§ **Task brief**
Copy out the final stretch of the listing: the line that contains "seeds on this basis." and all lines after it, exactly as they appear.

(Point labeling examples)
.....

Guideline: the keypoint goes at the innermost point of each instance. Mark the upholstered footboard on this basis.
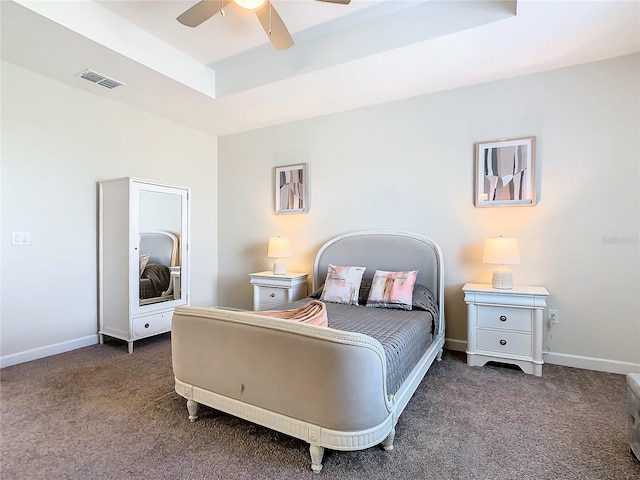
(321, 385)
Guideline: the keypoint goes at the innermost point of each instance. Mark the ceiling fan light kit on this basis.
(269, 18)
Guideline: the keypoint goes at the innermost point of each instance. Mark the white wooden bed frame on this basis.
(289, 388)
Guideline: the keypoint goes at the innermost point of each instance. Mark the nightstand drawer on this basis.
(152, 324)
(505, 318)
(504, 342)
(272, 295)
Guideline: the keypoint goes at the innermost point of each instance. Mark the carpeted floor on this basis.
(99, 413)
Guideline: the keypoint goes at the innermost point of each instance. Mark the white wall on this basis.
(408, 165)
(57, 142)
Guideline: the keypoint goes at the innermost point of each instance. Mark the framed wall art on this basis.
(505, 173)
(291, 189)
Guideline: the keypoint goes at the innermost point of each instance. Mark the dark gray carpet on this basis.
(99, 413)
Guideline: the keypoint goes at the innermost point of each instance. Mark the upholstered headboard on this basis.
(162, 247)
(384, 250)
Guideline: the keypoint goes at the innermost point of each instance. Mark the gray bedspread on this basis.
(405, 335)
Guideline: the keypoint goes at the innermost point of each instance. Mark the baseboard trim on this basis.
(567, 360)
(591, 363)
(47, 351)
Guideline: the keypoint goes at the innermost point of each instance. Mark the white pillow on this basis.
(342, 284)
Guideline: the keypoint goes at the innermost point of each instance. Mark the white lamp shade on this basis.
(501, 251)
(279, 247)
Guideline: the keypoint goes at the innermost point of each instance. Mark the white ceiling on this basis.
(224, 76)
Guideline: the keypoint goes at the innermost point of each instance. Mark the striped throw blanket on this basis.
(313, 312)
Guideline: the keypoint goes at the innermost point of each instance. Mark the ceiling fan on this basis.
(273, 25)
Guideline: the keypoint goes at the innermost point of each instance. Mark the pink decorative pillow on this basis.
(342, 284)
(392, 289)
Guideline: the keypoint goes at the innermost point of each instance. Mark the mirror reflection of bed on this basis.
(159, 267)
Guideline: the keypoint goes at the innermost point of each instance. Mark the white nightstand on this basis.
(270, 290)
(505, 325)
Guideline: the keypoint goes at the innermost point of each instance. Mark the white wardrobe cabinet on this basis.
(143, 257)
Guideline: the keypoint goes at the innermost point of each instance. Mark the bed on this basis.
(334, 387)
(159, 267)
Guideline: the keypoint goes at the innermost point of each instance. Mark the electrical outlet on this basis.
(21, 238)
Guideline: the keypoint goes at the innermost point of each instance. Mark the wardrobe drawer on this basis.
(505, 318)
(504, 342)
(272, 295)
(152, 324)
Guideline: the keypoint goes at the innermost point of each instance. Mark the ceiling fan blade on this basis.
(343, 2)
(201, 11)
(274, 27)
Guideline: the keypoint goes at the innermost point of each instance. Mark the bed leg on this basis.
(387, 443)
(192, 408)
(317, 452)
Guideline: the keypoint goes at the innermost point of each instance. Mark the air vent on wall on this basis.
(98, 78)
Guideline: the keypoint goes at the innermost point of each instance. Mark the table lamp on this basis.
(279, 248)
(501, 251)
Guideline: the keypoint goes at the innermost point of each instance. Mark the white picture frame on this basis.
(505, 172)
(291, 189)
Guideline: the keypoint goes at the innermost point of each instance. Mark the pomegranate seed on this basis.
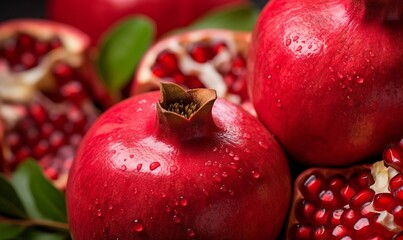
(393, 157)
(347, 192)
(362, 197)
(396, 182)
(38, 113)
(312, 186)
(321, 232)
(340, 231)
(398, 215)
(328, 199)
(362, 227)
(384, 201)
(302, 231)
(349, 217)
(321, 216)
(336, 217)
(307, 210)
(336, 183)
(398, 194)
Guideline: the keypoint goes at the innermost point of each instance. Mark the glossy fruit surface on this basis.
(362, 202)
(48, 94)
(327, 79)
(95, 17)
(182, 165)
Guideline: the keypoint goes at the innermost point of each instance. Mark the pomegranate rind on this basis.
(145, 80)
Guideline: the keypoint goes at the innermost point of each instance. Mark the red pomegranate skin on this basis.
(94, 17)
(132, 180)
(327, 79)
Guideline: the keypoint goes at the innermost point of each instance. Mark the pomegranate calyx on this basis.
(187, 112)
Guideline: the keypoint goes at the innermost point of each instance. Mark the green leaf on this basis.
(34, 234)
(122, 50)
(49, 201)
(21, 182)
(239, 17)
(10, 203)
(9, 231)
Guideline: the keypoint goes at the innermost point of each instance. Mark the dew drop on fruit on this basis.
(138, 226)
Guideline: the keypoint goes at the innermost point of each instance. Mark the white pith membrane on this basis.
(20, 89)
(208, 73)
(382, 176)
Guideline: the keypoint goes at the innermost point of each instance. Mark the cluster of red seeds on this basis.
(24, 52)
(166, 67)
(337, 207)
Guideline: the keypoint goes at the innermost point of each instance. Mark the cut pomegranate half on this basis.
(49, 95)
(209, 58)
(362, 202)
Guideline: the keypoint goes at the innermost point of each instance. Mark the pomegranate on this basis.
(327, 78)
(48, 95)
(361, 202)
(186, 166)
(167, 14)
(208, 58)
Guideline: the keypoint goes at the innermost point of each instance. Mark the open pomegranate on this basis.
(361, 202)
(48, 94)
(95, 17)
(183, 165)
(209, 58)
(327, 78)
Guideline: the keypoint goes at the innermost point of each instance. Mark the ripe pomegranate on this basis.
(95, 17)
(186, 166)
(327, 78)
(361, 202)
(209, 58)
(47, 94)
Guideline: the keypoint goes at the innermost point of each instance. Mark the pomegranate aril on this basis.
(384, 201)
(361, 197)
(393, 156)
(396, 182)
(313, 186)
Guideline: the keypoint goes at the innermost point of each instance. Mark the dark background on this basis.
(36, 8)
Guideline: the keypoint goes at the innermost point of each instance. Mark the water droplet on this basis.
(191, 233)
(173, 168)
(183, 201)
(263, 145)
(138, 226)
(177, 219)
(360, 80)
(255, 174)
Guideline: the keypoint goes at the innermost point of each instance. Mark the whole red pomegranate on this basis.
(327, 78)
(48, 94)
(361, 202)
(94, 17)
(186, 166)
(210, 58)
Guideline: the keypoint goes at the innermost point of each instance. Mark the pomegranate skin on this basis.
(327, 80)
(94, 17)
(128, 181)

.....

§ **Correct answer**
Guideline: the keypoint goes at the innermost point of each instance. Mark the cluster of red seeds on this basis.
(24, 52)
(166, 67)
(337, 207)
Guideline: the keypoint goes at the innermost point of each instance. Mark the cut pomegranate half on this basis.
(49, 95)
(209, 58)
(362, 202)
Guideline: the keypoint goes at the innermost point of each instance. Mark the pomegranate on this basis.
(327, 78)
(48, 95)
(361, 202)
(186, 166)
(167, 14)
(208, 58)
Guideline: the keypoint goes at the innermost point of each instance. Mark the open pomegranate on this basis.
(361, 202)
(48, 94)
(95, 17)
(183, 165)
(209, 58)
(327, 78)
Guideline: the keypoint goes at the innermost point of each instance. Mark the ripe pomegranate on this basis.
(95, 17)
(186, 166)
(327, 78)
(361, 202)
(209, 58)
(47, 94)
Guideline: the keypoint goes at the innermost point of each instance. Mark the pomegranate aril on this basis.
(384, 201)
(361, 197)
(393, 156)
(396, 182)
(313, 186)
Guideline: the keypoint goes at the innermost point of each instance. Mark the dark background on this basis.
(36, 8)
Guideline: the keypoint goes at the innermost point of each instance. Mark the water droplet on this basis.
(191, 233)
(173, 168)
(183, 201)
(263, 145)
(138, 226)
(177, 219)
(360, 80)
(255, 174)
Guideline: the keypoint goes at the innermost point of each instance. Mark the whole red pomegranate on this basis.
(327, 78)
(48, 94)
(361, 202)
(94, 17)
(186, 166)
(210, 58)
Guideline: the keypoint goes at the innermost point of each instance. Mark the pomegranate skin on this basis.
(327, 80)
(94, 17)
(128, 181)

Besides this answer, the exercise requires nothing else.